表示本文

══════════════════════════════

こういう夢溢れるけど困難な環境を探査する船である。因みに船には戦艦、巡洋艦、駆逐艦というような「艦」を使う船と、掃海艇、巡視艇、深海探査艇とかの「艇」を使う船と、一般商船とか漁船で使う「船」があるが、「艦」と「艇」は官庁が使う船で、そのうち、「艦」はデカくて戦闘能力がある船で、「艇」は小型の戦闘能力のない船のことをいうらしい。僻地工場の先輩が教えてくれた。

深海探査艇の特徴ってなに?

 深海を潜るので耐圧条件が厳しい。
 水は空気の1000倍重く、10mの水深で大体1気圧の圧力がかかるので、例えば6000mまで潜ろうとすると大体600気圧の圧力がかかる。因みに1気圧は台風のニュースでよく聞く1000hPa。
 その辺走ってる自動車のエンジンの中は燃焼するときにはシリンダの中の圧力が100barとかになってると思うので、エンジンの中の圧力より高い。従って、有人の深海探査艇は特に設計条件が厳しい。

 その次に、海に長時間潜るので、潜ってる間は内燃機関を使った動力、電力供給ができない。原子力を使えばいいじゃんって、そんなデカい深海探査艇作る気かいっ!!て話になり、現実的じゃない。

══════════════════════════════

表示項目
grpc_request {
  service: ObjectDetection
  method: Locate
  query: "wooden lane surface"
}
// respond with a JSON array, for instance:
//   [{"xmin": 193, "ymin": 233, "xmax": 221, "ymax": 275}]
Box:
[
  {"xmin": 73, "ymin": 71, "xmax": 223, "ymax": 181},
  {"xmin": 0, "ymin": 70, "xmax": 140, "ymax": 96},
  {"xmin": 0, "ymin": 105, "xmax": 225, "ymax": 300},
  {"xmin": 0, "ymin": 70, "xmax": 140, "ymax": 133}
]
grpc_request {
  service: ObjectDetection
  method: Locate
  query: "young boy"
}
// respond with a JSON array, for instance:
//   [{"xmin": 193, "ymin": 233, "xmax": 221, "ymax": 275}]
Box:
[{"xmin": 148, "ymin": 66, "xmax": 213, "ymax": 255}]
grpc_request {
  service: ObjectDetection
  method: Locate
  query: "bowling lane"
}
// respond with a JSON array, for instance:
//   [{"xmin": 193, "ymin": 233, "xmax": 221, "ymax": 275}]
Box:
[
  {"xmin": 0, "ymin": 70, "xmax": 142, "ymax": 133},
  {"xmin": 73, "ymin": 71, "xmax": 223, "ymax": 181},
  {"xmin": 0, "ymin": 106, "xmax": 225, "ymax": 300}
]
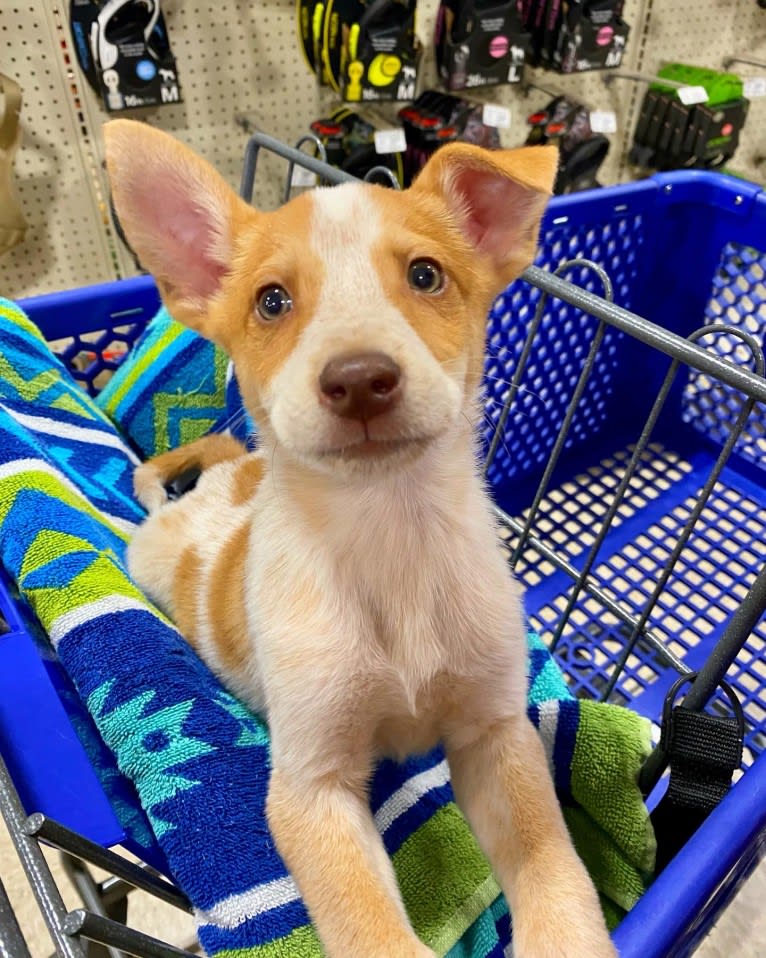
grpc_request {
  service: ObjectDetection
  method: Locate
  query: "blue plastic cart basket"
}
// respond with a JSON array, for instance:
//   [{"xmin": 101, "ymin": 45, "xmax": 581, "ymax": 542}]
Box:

══════════════════════════════

次の課題
a. 深海探査艇を扱った本文のうち、「こういう夢溢れるけど困難な環」から「深海を潜るので耐圧条件が厳しい。」までの箇所を、一字一句変えずに書き写してください。
b. 上に示された項目の行をすべて、一字一句そのままの形で抜き出してください。ただし、画像は解答に含めないでください。

演習の結果
a.
こういう夢溢れるけど困難な環境を探査する船である。因みに船には戦艦、巡洋艦、駆逐艦というような「艦」を使う船と、掃海艇、巡視艇、深海探査艇とかの「艇」を使う船と、一般商船とか漁船で使う「船」があるが、「艦」と「艇」は官庁が使う船で、そのうち、「艦」はデカくて戦闘能力がある船で、「艇」は小型の戦闘能力のない船のことをいうらしい。僻地工場の先輩が教えてくれた。

深海探査艇の特徴ってなに?

 深海を潜るので耐圧条件が厳しい。

b.
grpc_request {
  service: ObjectDetection
  method: Locate
  query: "wooden lane surface"
}
// respond with a JSON array, for instance:
//   [{"xmin": 193, "ymin": 233, "xmax": 221, "ymax": 275}]
Box:
[
  {"xmin": 73, "ymin": 71, "xmax": 223, "ymax": 181},
  {"xmin": 0, "ymin": 70, "xmax": 140, "ymax": 96},
  {"xmin": 0, "ymin": 105, "xmax": 225, "ymax": 300},
  {"xmin": 0, "ymin": 70, "xmax": 140, "ymax": 133}
]
grpc_request {
  service: ObjectDetection
  method: Locate
  query: "young boy"
}
// respond with a JSON array, for instance:
//   [{"xmin": 193, "ymin": 233, "xmax": 221, "ymax": 275}]
Box:
[{"xmin": 148, "ymin": 66, "xmax": 213, "ymax": 255}]
grpc_request {
  service: ObjectDetection
  method: Locate
  query: "bowling lane"
}
// respond with a JSON array, for instance:
//   [{"xmin": 193, "ymin": 233, "xmax": 221, "ymax": 275}]
Box:
[
  {"xmin": 0, "ymin": 70, "xmax": 142, "ymax": 133},
  {"xmin": 73, "ymin": 71, "xmax": 223, "ymax": 181},
  {"xmin": 0, "ymin": 106, "xmax": 225, "ymax": 300}
]
grpc_request {
  service: ObjectDetection
  method: Locate
  query: "blue plastic cart basket"
}
// respond with a JSON array, for instance:
//   [{"xmin": 101, "ymin": 45, "xmax": 581, "ymax": 542}]
Box:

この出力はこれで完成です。